━━ PASSAGE SHOWN ━━

Dr. Supiano acknowledged. Yet a much-cited 2009 survey of 42 medical
specialties found that geriatricians reported higher career
satisfaction than most.
Not every older
person needs a geriatrician, but the federal model estimates that 30 percent of
the over-65 population does. This is especially true “when someone has three or
more chronic conditions and is over 85,” said Nancy Lundebjerg, chief executive
of the American Geriatrics Society.
That describes
Dorothy Lakin, 93, whose recent medical history includes heart failure, macular
degeneration, falls, colon cancer and heart valve surgeries, and a stroke.
“She’s had a zillion
trips to the E.R., one after another,” said her daughter Mary Ellen Lakin, 70,
who lives in Newton, Mass. “I thought, let’s see if there’s a way to make her
life easier.”
Mary Ellen Lakin
found her way to Dr. Laura Nelson Frain, a geriatrician at Brigham and Women’s
Hospital in Boston, who has gently steered mother and daughter through the past
year. She reduced the number of medications Dorothy Lakin took and the
specialists she saw, stayed in touch with Mary Ellen and sent a geriatric
nurse-practitioner to make house calls.
“It’s less of ‘Let’s
order this med, let’s order that procedure,’ more of a holistic approach,” Mary
Ellen Lakin said. Her mother recently entered hospice care.
Nevertheless, given
the numbers, “we’re not going to address this growing older population through
some miraculous influx of specialized geriatricians,” Mr. Petriceks said.

━━━

**TO DO**
A. According to the passage on geriatric care, what share of the over-65 population does the federal model estimate needs a geriatrician?
B. Translate this sentence from the passage on geriatric care into Spanish: "Her mother recently entered hospice care."

━━ DATA SECTION ━━

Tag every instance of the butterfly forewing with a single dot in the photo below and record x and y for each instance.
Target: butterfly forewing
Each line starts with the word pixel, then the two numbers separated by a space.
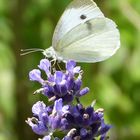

━━━

**TASK-BY-TASK SOLUTIONS**
A. 30 percent

B. Su madre ingresó recientemente en cuidados paliativos.